__Directive__
Find every line in the listing below that contains the string "reflection", matching case exactly, and copy each of those lines.

Records:
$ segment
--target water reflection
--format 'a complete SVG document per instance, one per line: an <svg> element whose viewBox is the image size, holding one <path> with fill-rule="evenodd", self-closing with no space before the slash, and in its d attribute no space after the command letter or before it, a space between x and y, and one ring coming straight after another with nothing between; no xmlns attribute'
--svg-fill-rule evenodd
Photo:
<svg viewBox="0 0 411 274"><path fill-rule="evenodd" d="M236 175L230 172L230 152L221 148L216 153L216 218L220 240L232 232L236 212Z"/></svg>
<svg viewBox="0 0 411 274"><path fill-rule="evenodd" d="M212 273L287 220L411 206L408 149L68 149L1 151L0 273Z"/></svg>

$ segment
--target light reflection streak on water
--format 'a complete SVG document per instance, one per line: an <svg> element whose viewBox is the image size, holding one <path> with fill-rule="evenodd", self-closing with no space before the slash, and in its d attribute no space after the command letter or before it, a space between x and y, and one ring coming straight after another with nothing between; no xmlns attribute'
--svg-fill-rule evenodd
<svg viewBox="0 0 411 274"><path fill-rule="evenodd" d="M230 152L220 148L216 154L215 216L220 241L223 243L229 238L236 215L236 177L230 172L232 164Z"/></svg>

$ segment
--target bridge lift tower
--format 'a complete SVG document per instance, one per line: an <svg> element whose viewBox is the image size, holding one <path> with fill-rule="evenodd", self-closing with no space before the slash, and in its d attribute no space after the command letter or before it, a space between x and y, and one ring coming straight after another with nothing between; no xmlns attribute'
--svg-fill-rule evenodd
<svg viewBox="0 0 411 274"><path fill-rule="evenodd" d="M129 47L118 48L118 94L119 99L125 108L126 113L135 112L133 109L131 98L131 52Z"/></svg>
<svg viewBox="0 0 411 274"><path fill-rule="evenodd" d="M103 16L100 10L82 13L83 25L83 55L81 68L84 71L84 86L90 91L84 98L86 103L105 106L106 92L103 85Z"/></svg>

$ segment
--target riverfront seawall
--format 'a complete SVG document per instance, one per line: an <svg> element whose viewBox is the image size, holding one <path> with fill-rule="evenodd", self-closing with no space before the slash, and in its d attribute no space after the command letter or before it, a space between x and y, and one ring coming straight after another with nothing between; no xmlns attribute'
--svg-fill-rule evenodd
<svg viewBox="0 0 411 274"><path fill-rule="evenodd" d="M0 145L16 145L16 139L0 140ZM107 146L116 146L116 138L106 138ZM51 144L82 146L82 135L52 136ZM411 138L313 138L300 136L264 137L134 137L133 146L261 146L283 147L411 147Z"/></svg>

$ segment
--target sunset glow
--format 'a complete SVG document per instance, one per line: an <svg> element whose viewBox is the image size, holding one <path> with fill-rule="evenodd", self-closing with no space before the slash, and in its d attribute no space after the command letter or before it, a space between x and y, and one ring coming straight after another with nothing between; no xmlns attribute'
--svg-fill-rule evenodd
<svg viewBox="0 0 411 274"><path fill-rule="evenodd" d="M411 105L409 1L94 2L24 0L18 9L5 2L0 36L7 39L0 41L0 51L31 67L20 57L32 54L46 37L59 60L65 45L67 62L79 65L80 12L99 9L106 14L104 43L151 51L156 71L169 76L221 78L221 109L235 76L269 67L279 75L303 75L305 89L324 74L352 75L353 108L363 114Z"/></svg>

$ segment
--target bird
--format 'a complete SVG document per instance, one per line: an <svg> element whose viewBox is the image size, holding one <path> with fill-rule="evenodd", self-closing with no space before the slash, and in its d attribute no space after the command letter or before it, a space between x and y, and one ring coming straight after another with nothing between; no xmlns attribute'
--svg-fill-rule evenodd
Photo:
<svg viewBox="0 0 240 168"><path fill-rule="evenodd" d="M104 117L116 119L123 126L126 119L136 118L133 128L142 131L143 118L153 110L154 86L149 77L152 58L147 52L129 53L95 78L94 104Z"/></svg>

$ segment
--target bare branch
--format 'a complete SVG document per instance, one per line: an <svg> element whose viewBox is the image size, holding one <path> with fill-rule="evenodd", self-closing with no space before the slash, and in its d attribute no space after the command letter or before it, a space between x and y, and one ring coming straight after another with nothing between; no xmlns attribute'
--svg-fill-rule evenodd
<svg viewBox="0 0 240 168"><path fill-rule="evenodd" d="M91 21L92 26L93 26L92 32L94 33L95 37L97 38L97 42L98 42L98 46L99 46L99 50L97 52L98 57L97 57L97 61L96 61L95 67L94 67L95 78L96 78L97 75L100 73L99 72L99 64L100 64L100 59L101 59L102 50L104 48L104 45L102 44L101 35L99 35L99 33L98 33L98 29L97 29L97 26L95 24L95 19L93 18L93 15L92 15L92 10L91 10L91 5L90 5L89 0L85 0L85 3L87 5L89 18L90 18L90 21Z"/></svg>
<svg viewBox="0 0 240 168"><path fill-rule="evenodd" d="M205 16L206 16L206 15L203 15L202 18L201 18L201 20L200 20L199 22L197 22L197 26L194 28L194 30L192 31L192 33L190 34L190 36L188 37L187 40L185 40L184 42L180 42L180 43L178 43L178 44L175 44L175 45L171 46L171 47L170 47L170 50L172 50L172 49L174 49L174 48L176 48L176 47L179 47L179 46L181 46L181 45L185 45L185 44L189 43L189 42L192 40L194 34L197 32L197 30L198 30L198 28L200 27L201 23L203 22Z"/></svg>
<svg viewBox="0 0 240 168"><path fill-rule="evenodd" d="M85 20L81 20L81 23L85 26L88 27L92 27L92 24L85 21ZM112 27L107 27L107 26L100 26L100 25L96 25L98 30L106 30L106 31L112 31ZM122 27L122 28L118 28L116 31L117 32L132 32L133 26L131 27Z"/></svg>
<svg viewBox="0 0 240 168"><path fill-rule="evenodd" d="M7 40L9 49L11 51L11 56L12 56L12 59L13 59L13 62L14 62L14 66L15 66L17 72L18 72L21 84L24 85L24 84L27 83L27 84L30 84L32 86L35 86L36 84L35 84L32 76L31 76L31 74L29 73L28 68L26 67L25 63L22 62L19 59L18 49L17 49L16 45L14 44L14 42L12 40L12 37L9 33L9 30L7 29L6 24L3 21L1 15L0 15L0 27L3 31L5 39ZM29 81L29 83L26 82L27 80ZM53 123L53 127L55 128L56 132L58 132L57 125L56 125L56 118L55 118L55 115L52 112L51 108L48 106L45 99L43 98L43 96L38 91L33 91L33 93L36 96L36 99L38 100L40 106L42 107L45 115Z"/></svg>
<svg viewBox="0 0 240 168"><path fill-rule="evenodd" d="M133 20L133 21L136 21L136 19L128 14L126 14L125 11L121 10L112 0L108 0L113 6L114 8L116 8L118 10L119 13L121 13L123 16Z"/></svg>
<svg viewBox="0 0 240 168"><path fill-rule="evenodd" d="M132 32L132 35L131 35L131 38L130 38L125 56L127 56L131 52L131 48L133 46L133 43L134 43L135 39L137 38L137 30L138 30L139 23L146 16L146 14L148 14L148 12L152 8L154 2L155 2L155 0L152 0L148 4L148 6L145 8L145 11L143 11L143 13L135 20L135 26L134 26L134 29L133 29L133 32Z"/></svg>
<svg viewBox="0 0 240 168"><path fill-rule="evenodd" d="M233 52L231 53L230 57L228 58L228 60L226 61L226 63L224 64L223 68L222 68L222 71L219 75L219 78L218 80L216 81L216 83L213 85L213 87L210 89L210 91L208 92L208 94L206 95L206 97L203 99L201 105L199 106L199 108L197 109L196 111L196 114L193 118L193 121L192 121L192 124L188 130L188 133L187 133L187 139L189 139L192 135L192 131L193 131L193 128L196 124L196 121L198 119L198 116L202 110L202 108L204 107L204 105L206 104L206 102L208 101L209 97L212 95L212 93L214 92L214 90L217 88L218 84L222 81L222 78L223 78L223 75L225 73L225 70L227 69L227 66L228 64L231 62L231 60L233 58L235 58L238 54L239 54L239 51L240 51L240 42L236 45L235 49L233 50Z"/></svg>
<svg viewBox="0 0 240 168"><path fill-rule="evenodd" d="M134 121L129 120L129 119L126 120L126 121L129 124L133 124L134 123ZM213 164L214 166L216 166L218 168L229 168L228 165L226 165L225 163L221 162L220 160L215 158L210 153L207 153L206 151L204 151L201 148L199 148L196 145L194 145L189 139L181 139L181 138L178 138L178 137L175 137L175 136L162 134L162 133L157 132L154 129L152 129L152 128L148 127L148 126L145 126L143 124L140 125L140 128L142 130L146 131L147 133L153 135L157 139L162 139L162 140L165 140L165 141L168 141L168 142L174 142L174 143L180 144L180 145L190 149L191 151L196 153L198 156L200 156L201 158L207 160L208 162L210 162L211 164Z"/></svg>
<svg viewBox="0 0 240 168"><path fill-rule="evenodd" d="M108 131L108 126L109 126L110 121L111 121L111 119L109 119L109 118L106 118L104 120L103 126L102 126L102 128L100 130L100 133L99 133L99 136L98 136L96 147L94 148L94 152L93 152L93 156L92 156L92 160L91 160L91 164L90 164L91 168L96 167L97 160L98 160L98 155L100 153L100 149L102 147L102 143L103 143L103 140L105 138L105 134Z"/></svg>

__Finished answer__
--target water reflection
--target light reflection streak on water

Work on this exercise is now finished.